[Image point grounding data]
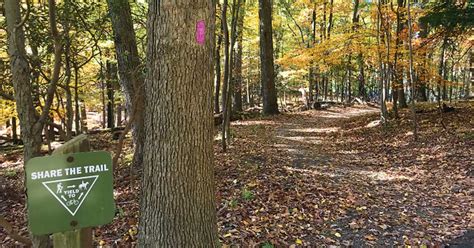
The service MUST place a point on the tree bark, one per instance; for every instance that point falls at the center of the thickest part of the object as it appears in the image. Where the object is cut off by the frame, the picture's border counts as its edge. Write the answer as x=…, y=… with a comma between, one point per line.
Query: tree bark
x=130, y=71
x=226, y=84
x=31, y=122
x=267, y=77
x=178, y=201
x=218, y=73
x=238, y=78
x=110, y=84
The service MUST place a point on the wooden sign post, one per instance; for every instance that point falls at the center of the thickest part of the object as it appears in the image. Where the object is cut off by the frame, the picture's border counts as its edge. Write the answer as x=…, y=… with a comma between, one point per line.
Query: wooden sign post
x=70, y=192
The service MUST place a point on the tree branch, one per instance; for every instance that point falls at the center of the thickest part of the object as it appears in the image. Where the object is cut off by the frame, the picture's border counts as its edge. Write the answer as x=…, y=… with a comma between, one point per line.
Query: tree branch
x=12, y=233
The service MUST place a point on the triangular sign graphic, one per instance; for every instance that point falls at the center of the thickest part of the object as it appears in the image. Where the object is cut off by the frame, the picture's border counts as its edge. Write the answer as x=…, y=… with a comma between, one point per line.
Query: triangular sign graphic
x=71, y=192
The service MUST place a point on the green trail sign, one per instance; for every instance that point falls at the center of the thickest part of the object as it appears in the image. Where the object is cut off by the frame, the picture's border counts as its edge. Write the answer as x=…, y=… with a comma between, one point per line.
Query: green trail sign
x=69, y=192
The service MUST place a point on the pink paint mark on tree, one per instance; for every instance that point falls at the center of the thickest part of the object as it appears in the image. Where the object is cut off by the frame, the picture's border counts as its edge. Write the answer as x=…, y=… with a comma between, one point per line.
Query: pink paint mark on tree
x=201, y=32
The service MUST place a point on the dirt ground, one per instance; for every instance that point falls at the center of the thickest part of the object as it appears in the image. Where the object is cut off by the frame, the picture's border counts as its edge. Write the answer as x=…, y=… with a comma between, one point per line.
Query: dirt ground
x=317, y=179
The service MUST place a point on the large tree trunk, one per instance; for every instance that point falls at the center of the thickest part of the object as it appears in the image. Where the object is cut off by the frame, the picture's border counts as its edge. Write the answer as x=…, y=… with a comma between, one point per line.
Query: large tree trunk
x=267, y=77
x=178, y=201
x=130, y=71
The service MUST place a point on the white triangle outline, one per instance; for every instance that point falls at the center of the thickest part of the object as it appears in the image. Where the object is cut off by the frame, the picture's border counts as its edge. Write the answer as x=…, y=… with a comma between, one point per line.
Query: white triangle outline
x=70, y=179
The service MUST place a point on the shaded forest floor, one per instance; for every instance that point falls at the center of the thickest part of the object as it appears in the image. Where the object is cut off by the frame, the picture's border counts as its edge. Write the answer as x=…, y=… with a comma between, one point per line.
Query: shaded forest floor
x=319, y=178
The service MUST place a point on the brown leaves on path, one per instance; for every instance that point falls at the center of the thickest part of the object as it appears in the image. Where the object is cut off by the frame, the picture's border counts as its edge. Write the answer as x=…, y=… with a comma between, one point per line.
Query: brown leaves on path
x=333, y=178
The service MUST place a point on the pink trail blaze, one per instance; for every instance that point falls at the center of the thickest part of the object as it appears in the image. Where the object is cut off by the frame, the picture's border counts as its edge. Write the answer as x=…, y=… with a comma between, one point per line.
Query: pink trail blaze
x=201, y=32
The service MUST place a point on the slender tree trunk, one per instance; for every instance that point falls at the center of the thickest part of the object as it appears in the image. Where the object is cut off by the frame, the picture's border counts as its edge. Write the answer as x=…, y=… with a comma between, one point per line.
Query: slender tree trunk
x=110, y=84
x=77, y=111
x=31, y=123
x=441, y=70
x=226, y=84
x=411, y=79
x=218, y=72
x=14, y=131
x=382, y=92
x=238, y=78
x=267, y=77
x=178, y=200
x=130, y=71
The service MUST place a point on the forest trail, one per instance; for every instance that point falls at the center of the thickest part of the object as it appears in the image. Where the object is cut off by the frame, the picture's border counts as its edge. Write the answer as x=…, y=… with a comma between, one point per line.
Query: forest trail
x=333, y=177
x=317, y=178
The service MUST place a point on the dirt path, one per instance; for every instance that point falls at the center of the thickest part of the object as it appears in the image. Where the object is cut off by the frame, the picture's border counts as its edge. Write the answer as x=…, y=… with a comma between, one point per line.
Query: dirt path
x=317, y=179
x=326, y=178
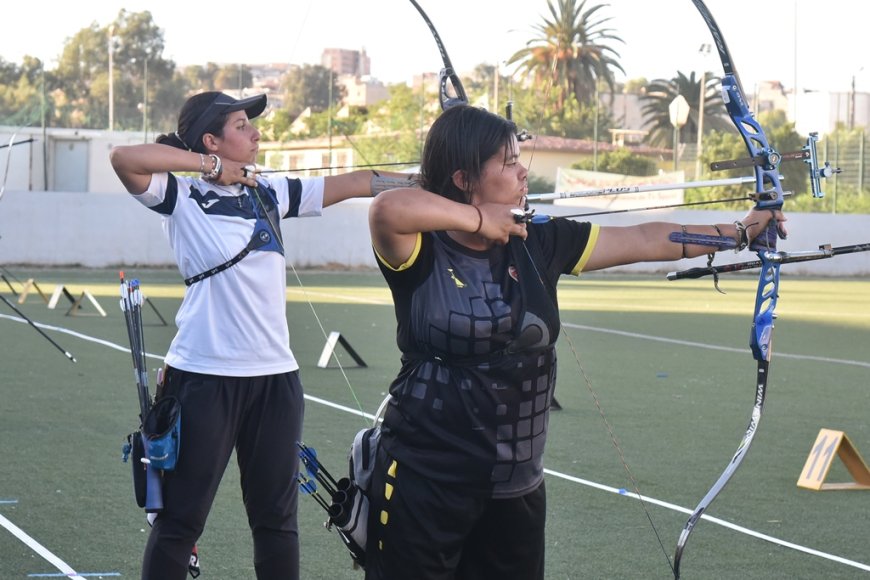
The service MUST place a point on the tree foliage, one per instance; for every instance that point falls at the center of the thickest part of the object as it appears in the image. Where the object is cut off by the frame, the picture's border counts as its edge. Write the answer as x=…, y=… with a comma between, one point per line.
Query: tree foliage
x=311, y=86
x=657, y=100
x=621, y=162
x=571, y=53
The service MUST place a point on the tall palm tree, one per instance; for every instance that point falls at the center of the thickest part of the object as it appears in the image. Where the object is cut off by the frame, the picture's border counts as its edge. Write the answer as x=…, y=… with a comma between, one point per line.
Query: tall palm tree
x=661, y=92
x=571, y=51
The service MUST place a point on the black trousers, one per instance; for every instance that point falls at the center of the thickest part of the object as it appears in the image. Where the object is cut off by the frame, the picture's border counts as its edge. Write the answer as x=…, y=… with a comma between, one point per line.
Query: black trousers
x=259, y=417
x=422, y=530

**WORK ITEM**
Could you retype exactly the lines above, starting at the line that contains "Query: tree bark" and ending at the line that contains "The service MUST place a point on the pink paint", and nothing more?

**RESPONSE BOX**
Query: tree bark
x=130, y=71
x=226, y=84
x=31, y=122
x=267, y=77
x=178, y=201
x=218, y=73
x=238, y=78
x=110, y=84
The service MUST place a point on the wooden sign post, one per instance; for every instance that point falls at the center of the thickest part of the object as it appears in the image. Where the object is cut off by the frame, the picture's border counts as its edge. Write the answer as x=…, y=… with a comma between, one point per line.
Query: wooden sign post
x=70, y=192
The service MUST place a point on the tree branch, one per instance; for every instance that point falls at the center of the thickest part of the object as it appears in the image. Where the object is cut off by the frame, the picture's border counts as its edge. Write the answer as x=…, y=… with a comma between, one point per line.
Query: tree branch
x=12, y=233
The service MUST place a point on the triangular sign graphic, one per instance; for every instance that point falls at the center of the thickest part of the object as it appears in the image. Where the object is cut off by the frame, the picture's border counts as its edge. Write the answer as x=…, y=… with a comma between, one point per line.
Query: triangular sign graphic
x=71, y=192
The service MUST place a point on the green trail sign, one per instance; for every instance that point falls at the center of the thickest part of the object as it appears in the image. Where the object is cut off by the frame, the picture's border counts as its edge. Write the answer as x=…, y=… with a comma between, one point per line.
Query: green trail sign
x=69, y=192
The service MUST place a point on the pink paint mark on tree, one per instance; for every instance that point falls at the center of the thickest part of the object as it appears in the image. Where the object is cut off by the frame, the picture's border counts as its edge. Write the answer as x=…, y=… with a comma between, one point per line.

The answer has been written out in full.